── Input data
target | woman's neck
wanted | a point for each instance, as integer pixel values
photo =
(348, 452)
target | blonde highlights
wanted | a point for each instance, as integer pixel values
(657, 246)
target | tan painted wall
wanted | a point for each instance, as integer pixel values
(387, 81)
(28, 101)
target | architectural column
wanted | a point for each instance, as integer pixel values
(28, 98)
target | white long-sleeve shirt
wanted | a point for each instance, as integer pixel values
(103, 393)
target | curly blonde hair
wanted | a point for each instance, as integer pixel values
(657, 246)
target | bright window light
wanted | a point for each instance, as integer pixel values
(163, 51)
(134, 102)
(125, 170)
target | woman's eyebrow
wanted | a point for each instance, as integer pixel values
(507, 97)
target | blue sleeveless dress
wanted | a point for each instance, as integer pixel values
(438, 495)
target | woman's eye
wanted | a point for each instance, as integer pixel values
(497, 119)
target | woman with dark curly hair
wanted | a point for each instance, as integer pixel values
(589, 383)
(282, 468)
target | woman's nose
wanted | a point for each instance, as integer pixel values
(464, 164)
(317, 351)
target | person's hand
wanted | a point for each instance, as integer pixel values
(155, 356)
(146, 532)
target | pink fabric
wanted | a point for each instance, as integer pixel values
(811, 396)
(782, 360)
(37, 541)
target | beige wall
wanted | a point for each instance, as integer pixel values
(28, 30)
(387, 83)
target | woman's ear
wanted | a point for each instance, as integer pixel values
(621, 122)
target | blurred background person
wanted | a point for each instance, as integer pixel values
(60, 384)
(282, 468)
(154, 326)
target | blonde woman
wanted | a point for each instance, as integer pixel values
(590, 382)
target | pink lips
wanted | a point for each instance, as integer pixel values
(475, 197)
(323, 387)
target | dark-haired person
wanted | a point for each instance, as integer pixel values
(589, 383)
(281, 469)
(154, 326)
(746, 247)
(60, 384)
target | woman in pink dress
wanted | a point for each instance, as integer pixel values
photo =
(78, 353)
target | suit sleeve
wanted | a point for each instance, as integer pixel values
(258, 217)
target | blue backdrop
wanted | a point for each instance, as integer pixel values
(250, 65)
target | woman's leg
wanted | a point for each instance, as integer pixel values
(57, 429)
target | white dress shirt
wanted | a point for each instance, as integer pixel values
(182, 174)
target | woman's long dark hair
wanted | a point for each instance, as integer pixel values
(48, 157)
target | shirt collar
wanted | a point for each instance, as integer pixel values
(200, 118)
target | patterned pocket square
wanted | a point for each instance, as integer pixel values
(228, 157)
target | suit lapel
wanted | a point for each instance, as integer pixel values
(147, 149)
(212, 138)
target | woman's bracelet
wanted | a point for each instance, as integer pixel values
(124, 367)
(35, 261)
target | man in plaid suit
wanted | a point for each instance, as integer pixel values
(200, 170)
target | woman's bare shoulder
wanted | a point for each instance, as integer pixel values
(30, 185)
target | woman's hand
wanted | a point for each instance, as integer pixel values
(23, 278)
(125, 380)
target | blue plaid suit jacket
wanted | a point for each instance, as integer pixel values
────
(Your goal):
Which lines of the listing contain the word "curly"? Copy each of them.

(Response to this exercise):
target | curly blonde hair
target | woman with dark curly hair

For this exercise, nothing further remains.